══ Quoted passage

The neophytes and reflexively anti-western troglodytes are inadvertently guiding the world toward a calamitous confrontation – like those pacifists who watched Hitler reoccupy the Rhineland and consume Austria and be offered the Sudetenland. We are talking about the difference between thousands dead and a hundred million dead… We are talking about the difference between an era remembered with pride or one remembered with anguish and doubt. One of relatively ‘bloodless’ progress, and one of necessarily bloody destruction and occupation. See the self-flagellation occurring on the anniversary of the atomic bomb. Would such a weapon have been developed without the neophytes forcing us into Total War.
Luckily, neither America nor Brittan is led by a Neville Chamberlain…
It is a dark tragedy that the governments of the Stans, as terrible as they may be, really are protecting their (citizens? slaves?) from an enslavement far worse - as the former slaves of the Taliban could tell them, but they ask. The governments crack down, and it produces feedback based on the _mistaken_ belief that Sharia would be the better alternative. It won't be until after the lessons of Afghanistan and Iran are learned by a plurality of citizens of Central Asia that tyrannical crackdowns will produce the correct, democratic, response, as seen in Ukraine, Lebanon, and Georgia.

════
══ Information provided

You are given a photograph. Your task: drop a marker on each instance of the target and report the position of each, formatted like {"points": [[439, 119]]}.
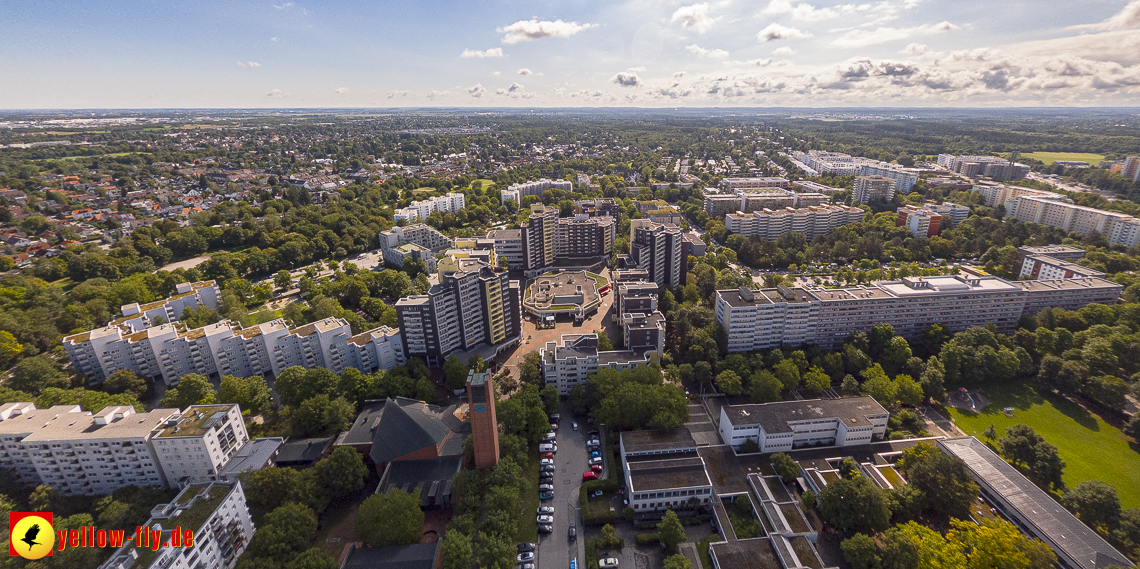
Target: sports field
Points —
{"points": [[1049, 157], [1091, 448]]}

════

• [Problem]: In the political commentary, list the places that its first paragraph says Hitler reoccupied, consumed, or was offered. The lines don't matter for what comes next.

• [Task response]: Rhineland, Austria, Sudetenland